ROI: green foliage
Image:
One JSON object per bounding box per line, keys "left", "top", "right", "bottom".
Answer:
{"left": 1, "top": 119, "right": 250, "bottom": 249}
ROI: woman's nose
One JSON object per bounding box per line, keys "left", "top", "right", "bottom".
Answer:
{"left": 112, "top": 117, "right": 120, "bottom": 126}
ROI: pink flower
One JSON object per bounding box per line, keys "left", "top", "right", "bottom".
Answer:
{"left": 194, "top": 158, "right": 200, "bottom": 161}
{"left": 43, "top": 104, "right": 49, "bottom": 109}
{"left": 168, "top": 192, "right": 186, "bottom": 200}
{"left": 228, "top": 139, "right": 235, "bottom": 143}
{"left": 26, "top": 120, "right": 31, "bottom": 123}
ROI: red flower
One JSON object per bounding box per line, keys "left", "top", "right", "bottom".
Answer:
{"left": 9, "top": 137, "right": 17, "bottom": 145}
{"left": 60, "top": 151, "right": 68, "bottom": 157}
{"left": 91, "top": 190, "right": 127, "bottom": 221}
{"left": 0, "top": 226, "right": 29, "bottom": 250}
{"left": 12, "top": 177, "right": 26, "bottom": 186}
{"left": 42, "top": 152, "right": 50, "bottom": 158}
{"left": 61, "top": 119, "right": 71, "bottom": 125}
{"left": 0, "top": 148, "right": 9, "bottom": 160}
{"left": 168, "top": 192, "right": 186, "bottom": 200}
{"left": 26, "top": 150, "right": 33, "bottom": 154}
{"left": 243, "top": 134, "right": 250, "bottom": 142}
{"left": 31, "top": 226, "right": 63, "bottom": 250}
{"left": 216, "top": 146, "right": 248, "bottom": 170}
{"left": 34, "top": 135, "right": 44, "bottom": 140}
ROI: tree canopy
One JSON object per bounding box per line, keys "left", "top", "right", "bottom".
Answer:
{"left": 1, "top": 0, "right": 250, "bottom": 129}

_____

_REQUIREMENT_
Repeat all the lines above, keeping them exactly as they are.

_TASK SOLUTION_
ROI: green foliage
Image:
One JSON object per bounding box per line, keys "left", "top", "right", "bottom".
Answer:
{"left": 1, "top": 119, "right": 250, "bottom": 249}
ROI: woman's nose
One JSON object per bounding box per line, keys "left", "top", "right", "bottom".
Answer:
{"left": 112, "top": 117, "right": 120, "bottom": 126}
ROI: pink flower
One JSON object per bounding box per line, keys "left", "top", "right", "bottom".
Answer:
{"left": 194, "top": 158, "right": 200, "bottom": 161}
{"left": 43, "top": 104, "right": 49, "bottom": 109}
{"left": 168, "top": 192, "right": 186, "bottom": 200}
{"left": 228, "top": 139, "right": 235, "bottom": 143}
{"left": 26, "top": 120, "right": 31, "bottom": 123}
ROI: red flower
One JSON object per bounding box per line, keys "left", "top", "right", "bottom".
Answer:
{"left": 9, "top": 137, "right": 17, "bottom": 145}
{"left": 60, "top": 151, "right": 68, "bottom": 157}
{"left": 91, "top": 190, "right": 127, "bottom": 221}
{"left": 0, "top": 226, "right": 29, "bottom": 250}
{"left": 12, "top": 177, "right": 26, "bottom": 186}
{"left": 42, "top": 152, "right": 50, "bottom": 158}
{"left": 61, "top": 119, "right": 71, "bottom": 125}
{"left": 0, "top": 148, "right": 9, "bottom": 160}
{"left": 168, "top": 192, "right": 186, "bottom": 200}
{"left": 26, "top": 150, "right": 33, "bottom": 154}
{"left": 243, "top": 134, "right": 250, "bottom": 142}
{"left": 31, "top": 226, "right": 63, "bottom": 250}
{"left": 216, "top": 146, "right": 248, "bottom": 170}
{"left": 34, "top": 135, "right": 44, "bottom": 140}
ROI: tree canopy
One JSON object per bounding box per line, keys "left", "top", "right", "bottom".
Answer:
{"left": 1, "top": 0, "right": 250, "bottom": 129}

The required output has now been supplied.